- **Document**:

The pitch plate 13b and the pitch cover 13c are fastened by
fixtures (illustration is omitted) in a plurality of fastening
points, which are not shown. In addition, the pitch cover 13c is
not coupled to the base plate 13a. Accordingly, the swing member in
which the pitch cover 13c has been assembled to the pitch plate 13b
can swing around the axis line X2 with respect to the base plate
13a.
The base plate 13a is molded integrally with a pair of stays 131,
13m shown in FIGS. 4 and 5. The pair of stays 131, 13m extends in
the axis line X2 direction, and a base bracket 13d is attached to
the stays. In addition, the potentiometer 15 (biasing mechanism) is
attached to the base bracket 13d. As described above, the
potentiometer 15 is attached in a state of being fixed to the base
plate 13a.
As explained above, the one-dimensional support mechanism 12
displaceably supports the operation member 11 in the axis line X2
direction with respect to the pitch plate 13b. In addition, the
one-dimensional support mechanism 13 displaceably supports the
operation member 11 in the axis line X1 direction (the swing
direction around the axis line X2) with respect to the base plate
13a. The one-dimensional support mechanism 13 supports the
one-dimensional support mechanism 12 including the pitch plate 13b
with respect to the base plate 13a. As described above, the
one-dimensional support mechanisms 12 and 13 are connected in
series to the base plate 13a. The two-dimensional support mechanism
is formed with these pair of one-dimensional support mechanisms 12
and 13.
Next, the potentiometer 15 will be explained.
As shown in FIGS. 4 and 5, the potentiometer 15 is provided with a
body 15a, and a shaft-like swing member 15c that swings around a
swing shaft 15b. The swing member 15c is arranged in a state of
being sandwiched in a groove provided in a pitch bracket 13e
attached to the pitch plate 13b. The pitch bracket 13e attached to
the pitch plate 13b swings around the axis line X2, and thereby the
swing member 15c swings around the swing shaft 15b. A range near
the swing member 15c shown by an arrow in FIGS. 4 and 5 is a range
of a swing angle at which the swing member 15c can swing around the
axis line X2.
When the operation member 11 moves from the neutral position in the
axis line X1 direction shown in FIG. 4 to a displacement position
shown in FIG. 5, the pitch plate 13b swings to the base plate 13a
along with the swing in the axis line X2 of the operation member
11. The pitch plate 13b swings because the operation member 11 is
supported by the pitch plate 13b by the one-dimensional support
mechanism 12.
Along with the swing of the pitch plate 13b, the pitch bracket 13e
attached to the pitch plate 13b swings, and thereby swings the
swing member 15c of the potentiometer 15 fixed to the base plate
13a.
In a manner as described above, the swing member in which the pitch
cover 13c has been assembled to the pitch plate 13b transmits
displacement (displacement along the axis line X1) around the axis
line X2 of the operation member 11 to the potentiometer 15
corresponding to the one-dimensional support mechanism 13.

- **Material supplied**:
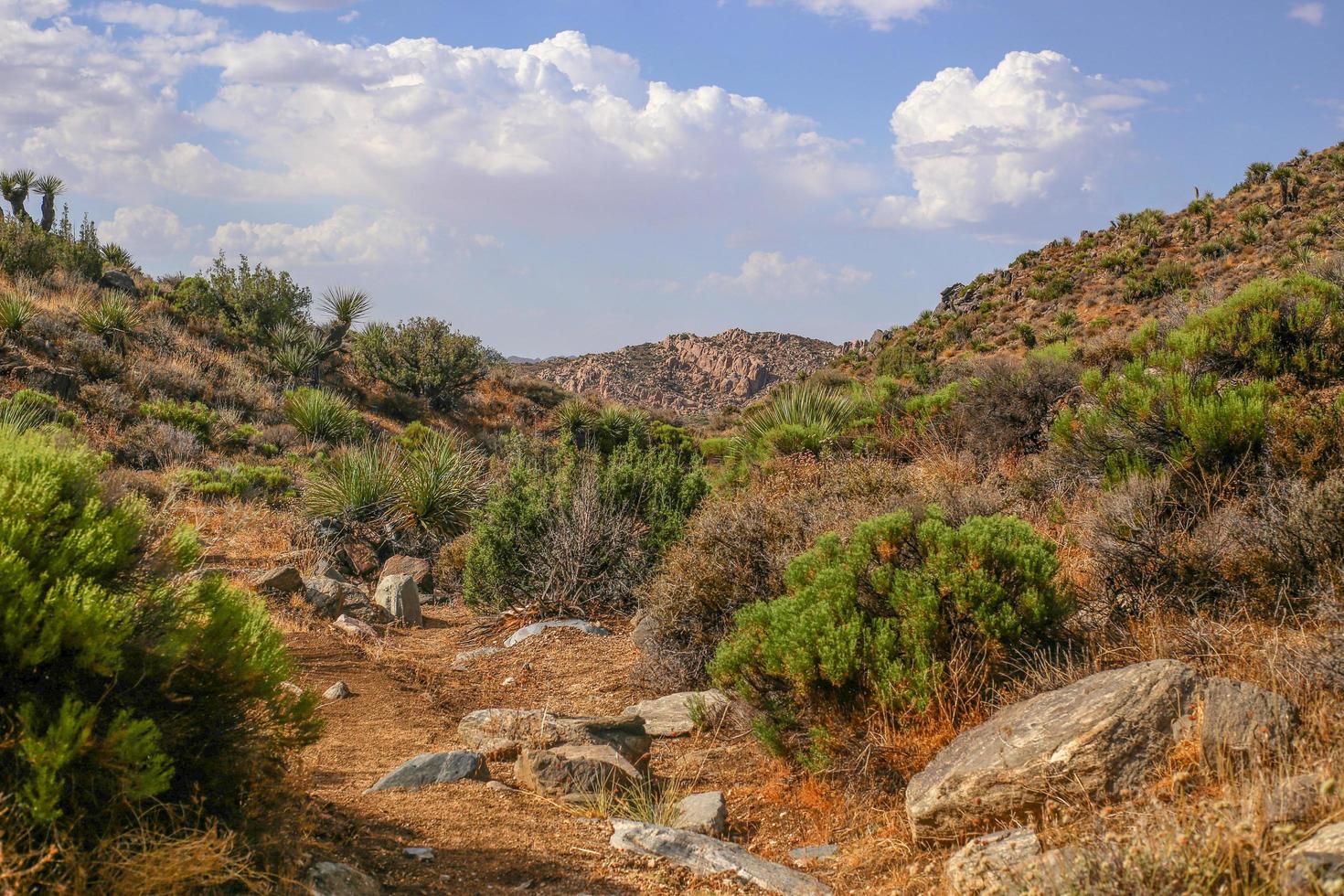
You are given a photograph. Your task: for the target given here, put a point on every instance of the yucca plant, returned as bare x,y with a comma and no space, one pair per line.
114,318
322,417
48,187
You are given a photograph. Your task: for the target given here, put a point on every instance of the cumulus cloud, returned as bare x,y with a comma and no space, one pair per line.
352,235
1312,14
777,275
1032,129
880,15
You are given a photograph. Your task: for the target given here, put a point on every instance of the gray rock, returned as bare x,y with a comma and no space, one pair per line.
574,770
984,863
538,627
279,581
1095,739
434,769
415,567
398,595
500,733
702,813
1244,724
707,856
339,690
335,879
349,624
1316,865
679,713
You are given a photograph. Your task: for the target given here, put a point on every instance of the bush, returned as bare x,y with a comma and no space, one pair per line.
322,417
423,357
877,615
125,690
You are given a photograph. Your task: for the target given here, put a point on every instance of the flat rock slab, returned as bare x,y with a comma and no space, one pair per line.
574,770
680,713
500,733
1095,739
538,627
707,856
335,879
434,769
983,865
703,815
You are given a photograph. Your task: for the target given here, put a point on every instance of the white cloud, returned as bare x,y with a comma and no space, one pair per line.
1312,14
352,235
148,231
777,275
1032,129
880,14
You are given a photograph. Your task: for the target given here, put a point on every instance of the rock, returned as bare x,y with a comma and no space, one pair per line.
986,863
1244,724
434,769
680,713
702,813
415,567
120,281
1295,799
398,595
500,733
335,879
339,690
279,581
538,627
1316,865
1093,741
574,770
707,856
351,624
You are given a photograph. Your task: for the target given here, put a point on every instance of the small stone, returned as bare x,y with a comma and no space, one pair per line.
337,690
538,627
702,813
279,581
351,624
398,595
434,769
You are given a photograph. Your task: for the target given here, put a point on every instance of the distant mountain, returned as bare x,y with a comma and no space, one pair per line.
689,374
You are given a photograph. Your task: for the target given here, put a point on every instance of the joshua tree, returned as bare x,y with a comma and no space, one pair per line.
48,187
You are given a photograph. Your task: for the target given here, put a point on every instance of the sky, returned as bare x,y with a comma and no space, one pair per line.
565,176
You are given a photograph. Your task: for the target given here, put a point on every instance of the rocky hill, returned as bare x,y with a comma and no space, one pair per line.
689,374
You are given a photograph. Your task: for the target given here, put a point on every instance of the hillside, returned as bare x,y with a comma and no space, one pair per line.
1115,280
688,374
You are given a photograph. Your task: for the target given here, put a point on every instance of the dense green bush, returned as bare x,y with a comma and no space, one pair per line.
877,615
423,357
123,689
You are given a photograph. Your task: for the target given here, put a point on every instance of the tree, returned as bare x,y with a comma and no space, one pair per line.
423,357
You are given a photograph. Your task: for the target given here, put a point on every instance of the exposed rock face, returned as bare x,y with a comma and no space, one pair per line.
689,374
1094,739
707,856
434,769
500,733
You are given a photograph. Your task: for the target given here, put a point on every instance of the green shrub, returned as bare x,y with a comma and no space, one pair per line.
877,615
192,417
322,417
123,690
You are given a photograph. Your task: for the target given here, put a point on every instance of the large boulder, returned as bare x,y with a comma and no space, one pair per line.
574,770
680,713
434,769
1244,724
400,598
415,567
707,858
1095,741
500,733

- **Task requirements**:
A) In the description of the support mechanisms and the potentiometer, what is the swing member 15c held in?
B) Write the next part of the description of the support mechanisms and the potentiometer, starting after its final sentence.
The entries were taken from a different source than the text.

- **Answers given**:
A) It is sandwiched in a groove provided in the pitch bracket 13e, which is attached to the pitch plate 13b.

B)
When the operation member 11 of the neutral position in the axis
line X1 direction shown in FIG. 4 is displaced by the operator, and
moves to a displacement position in the axis line X1 direction
shown in FIG. 5, the potentiometer 15 generates a biasing force
that biases the operation member 11 toward the neutral position.
The biasing force is applied by a spring (not shown) incorporated
inside the body 15a of the potentiometer 15.
Next, the potentiometer 14 will be explained.
The potentiometer 14 is a module that outputs a voltage value
according to a swing angle of the swing member 14c from the neutral
position. Similarly, the potentiometer 15 is a module that outputs
a voltage value according to a swing angle of the swing member 15c
from the neutral position. The swing angle of the swing member 14c
is the angle according to the displacement of the operation member
11 in the axis line X2 direction (vehicle-width direction) of the
operation member 11. Similarly, the swing angle of the swing member
15c is the angle according to the displacement of the operation
member 11 in the axis line X1 direction (travel direction) of the
operation member 11.
As shown in FIG. 10, the voltage value output from the
potentiometer 14 is transmitted to a control unit 30 (not shown) as
a steering command signal to command the steering direction of the
electric mobility 100. Similarly, the voltage value output from the
potentiometer 15 is transmitted to the control unit 30 as a speed
command signal to command the travel speed of the electric mobility
100.
As described above, the potentiometers 14, 15 output the command
signals according to the displacement of the operation member 11 of
the one-dimensional support mechanisms 12, 13.
The springs with which the respective potentiometers 14, 15 of the
embodiment are provided have the same magnitude of biasing forces
generated against displacement of the swing angles from the neutral
position of the swing members 14c, 15c. That is, if the
displacement of the swing angles from the neutral position is the
same, the biasing forces that the springs generate to the swing
members 14c, 15c are the same as each other. As described above,
the biasing forces generated by the springs are set to be the same,
thereby the same types of modules can be used as the potentiometers
14, 15, thus contributing to cost reduction.
As described above, although the biasing forces generated by the
springs with which the potentiometers 14 and 15 are provided are
the same against the displacement of the swing angles, biasing
forces that these springs apply to the operation member 11 against
the displacement of the operation member 11 are different from each
other. Specifically, even if the displacement of the swing angles
from the neutral position is the same, the biasing force that the
potentiometer 14 applies to the operation member 11 in the
vehicle-width direction (axis line X2 direction) is larger than the
biasing force that the potentiometer 15 applies to the operation
member 11 in the travel direction (axis line X1 direction).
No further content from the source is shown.